(Referring expression grounding data)
----------------------------------------

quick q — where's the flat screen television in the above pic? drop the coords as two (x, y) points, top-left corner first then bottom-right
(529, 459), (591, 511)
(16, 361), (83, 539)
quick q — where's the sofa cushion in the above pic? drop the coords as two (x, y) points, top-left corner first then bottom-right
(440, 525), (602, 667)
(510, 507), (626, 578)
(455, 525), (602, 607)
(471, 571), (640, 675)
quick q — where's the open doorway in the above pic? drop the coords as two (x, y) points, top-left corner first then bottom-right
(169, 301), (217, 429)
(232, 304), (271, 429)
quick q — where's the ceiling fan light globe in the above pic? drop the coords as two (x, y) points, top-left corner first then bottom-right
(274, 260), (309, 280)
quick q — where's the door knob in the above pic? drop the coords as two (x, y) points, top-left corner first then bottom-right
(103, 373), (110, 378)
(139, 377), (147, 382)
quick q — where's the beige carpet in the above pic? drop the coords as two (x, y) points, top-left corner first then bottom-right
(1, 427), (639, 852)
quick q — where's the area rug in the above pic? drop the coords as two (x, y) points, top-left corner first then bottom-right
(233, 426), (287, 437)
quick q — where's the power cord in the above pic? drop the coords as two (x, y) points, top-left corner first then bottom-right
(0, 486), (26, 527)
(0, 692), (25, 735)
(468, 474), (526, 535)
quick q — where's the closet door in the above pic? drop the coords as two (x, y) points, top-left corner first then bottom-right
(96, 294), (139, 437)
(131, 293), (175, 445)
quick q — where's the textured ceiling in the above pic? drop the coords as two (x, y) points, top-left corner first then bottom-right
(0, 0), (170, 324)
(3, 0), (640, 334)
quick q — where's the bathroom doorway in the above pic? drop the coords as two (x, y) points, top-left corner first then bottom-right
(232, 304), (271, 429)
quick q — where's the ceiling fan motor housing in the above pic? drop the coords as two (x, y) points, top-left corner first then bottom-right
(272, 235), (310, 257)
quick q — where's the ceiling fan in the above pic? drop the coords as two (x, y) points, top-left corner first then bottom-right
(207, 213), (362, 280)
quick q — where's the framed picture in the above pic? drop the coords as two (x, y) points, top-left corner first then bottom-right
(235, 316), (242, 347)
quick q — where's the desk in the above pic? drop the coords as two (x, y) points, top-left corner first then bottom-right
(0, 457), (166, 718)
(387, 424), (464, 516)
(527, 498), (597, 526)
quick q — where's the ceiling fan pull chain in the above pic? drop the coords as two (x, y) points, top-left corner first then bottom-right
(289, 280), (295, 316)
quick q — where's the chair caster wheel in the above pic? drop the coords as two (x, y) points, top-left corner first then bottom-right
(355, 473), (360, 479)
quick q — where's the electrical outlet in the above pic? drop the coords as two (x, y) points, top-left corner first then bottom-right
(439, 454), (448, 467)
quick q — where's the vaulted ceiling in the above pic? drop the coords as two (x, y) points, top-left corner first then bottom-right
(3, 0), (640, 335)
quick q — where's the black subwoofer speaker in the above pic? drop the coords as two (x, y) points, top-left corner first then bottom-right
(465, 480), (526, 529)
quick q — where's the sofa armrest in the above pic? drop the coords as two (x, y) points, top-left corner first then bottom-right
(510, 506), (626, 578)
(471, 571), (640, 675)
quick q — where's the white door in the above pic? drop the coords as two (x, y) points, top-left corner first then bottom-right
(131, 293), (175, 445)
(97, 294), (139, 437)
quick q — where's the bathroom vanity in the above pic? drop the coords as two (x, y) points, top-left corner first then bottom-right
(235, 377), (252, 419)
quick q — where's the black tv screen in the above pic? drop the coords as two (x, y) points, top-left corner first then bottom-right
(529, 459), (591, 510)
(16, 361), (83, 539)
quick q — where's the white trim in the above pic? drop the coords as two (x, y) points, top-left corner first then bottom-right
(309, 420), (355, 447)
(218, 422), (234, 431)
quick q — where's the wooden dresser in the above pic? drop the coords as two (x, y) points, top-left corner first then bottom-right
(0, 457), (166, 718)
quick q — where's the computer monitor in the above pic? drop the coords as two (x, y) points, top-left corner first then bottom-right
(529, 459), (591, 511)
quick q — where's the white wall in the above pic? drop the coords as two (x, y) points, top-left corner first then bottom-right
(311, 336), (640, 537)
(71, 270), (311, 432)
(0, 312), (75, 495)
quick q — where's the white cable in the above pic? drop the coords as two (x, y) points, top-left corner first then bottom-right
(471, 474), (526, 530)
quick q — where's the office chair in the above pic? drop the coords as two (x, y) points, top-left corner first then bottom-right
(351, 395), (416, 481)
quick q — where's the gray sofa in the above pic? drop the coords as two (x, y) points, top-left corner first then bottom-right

----------------------------------------

#### WHAT YOU ARE ASKED TO DO:
Top to bottom, transcribe every line above exactly.

#### WORKED SOLUTION:
quick q — where's the flat screen television in the above pic? drop the coords as two (x, y) points, top-left corner first then bottom-right
(529, 459), (591, 511)
(16, 361), (83, 539)
quick q — where's the sofa cushion in the above pic? drop the coords as two (x, y) points, top-left corner first then bottom-right
(440, 525), (602, 667)
(510, 507), (626, 578)
(455, 525), (602, 607)
(471, 571), (640, 675)
quick q — where's the open doorway in the above pic? drop the coords as two (x, y) points, top-left corner first then bottom-right
(169, 301), (217, 429)
(232, 304), (271, 429)
quick q — where's the ceiling fan light globe in the above pic? drop the coords as two (x, y) points, top-left corner first then bottom-right
(274, 260), (309, 280)
quick q — where's the door knob in the above pic? drop the coords as two (x, y) points, top-left corner first then bottom-right
(103, 373), (110, 378)
(139, 377), (147, 382)
quick q — where's the beige carpet in the above pic? drop the coords as two (x, y) points, top-left corner first then bottom-right
(1, 427), (639, 852)
quick q — where's the area rug in the above pic? drop the coords as two (x, y) points, top-left corner first then bottom-right
(233, 426), (287, 437)
quick q — where's the power cord in the above pic? drop the coords as two (x, y) points, top-left corner first then bottom-right
(0, 486), (26, 527)
(0, 692), (25, 735)
(468, 474), (526, 535)
quick q — where's the closet door in the above pic? drop the coords as two (x, y) points, top-left corner first then bottom-right
(96, 294), (139, 437)
(131, 293), (175, 445)
quick q — where's the textured ceiling in the above pic? drop the coords as two (x, y) points, top-left corner first then bottom-right
(0, 0), (170, 324)
(3, 0), (640, 334)
quick q — where's the bathroom doorway in the above pic? drop the coords as two (x, y) points, top-left corner first then bottom-right
(232, 304), (271, 429)
quick q — where's the ceiling fan motor housing in the above pic? drop the coords as two (x, y) points, top-left corner first then bottom-right
(272, 235), (310, 257)
quick q — where's the ceiling fan in the above pic? drop the coords as two (x, y) points, top-left corner first then bottom-right
(207, 213), (362, 280)
quick q — where's the framed picture in the above pic? drop the coords as two (x, y) points, top-left corner first then bottom-right
(235, 316), (242, 347)
quick q — where's the desk in the above pic? drop the coords as two (x, y) points, top-left corner first then bottom-right
(0, 457), (166, 718)
(387, 424), (464, 516)
(527, 498), (597, 526)
quick q — where's the ceiling fan pull chain in the above pic? drop the coords as two (x, y) points, top-left corner first then bottom-right
(289, 280), (295, 316)
quick q — where's the chair caster wheel in the above pic? drop the coords as two (x, y) points, top-left corner first then bottom-right
(355, 473), (360, 479)
quick q — where's the electrical outlet in the above pic? drop the coords as two (x, y) points, top-left corner first then bottom-right
(439, 454), (448, 467)
quick q — where's the vaulted ceiling in the above pic? drop the coords as two (x, y) points, top-left corner first then bottom-right
(3, 0), (640, 335)
quick q — where's the black subwoofer speaker in the above pic? drop the coords as two (x, y) points, top-left corner first then bottom-right
(465, 480), (526, 529)
quick q — where's the sofa armrest in the above pic? drop the coords as two (x, y) points, top-left corner first then bottom-right
(510, 506), (626, 578)
(471, 571), (640, 675)
quick q — where's the white door in the above pic? drop the coords as two (x, y) points, top-left corner first then bottom-right
(131, 293), (175, 445)
(97, 294), (139, 437)
quick q — where's the bathroom vanity in the above pic? drop the coords as two (x, y) points, top-left corner first then bottom-right
(235, 377), (252, 419)
quick q — where's the black tv screen in the above pic? drop the coords as two (x, y) points, top-left corner first then bottom-right
(529, 459), (591, 510)
(16, 361), (83, 539)
quick q — where's the white trim in the above pic? drop the coords as two (x, y) points, top-left corner first then bottom-right
(309, 420), (355, 447)
(218, 422), (234, 431)
quick q — where's the wooden dresser in the above pic? drop the coords as two (x, y) points, top-left corner first then bottom-right
(0, 457), (166, 718)
quick q — where's the computer monitor in the above pic? drop the coords as two (x, y) points, top-left corner first then bottom-right
(529, 459), (591, 511)
quick q — where's the white wall in the above pic? drop the coords as two (x, y) points, top-left corner first then bottom-right
(311, 336), (640, 537)
(71, 270), (311, 432)
(0, 312), (75, 495)
quick q — where's the white cable in the above pic? drop the coords as two (x, y) points, top-left corner first then bottom-right
(471, 474), (526, 530)
quick q — where's the office chair in the above pic? drop the coords as two (x, y) points, top-left corner first then bottom-right
(351, 395), (416, 481)
quick q — where's the gray sofa in the above pic? drop the coords as two (x, y) points, top-left corner first then bottom-right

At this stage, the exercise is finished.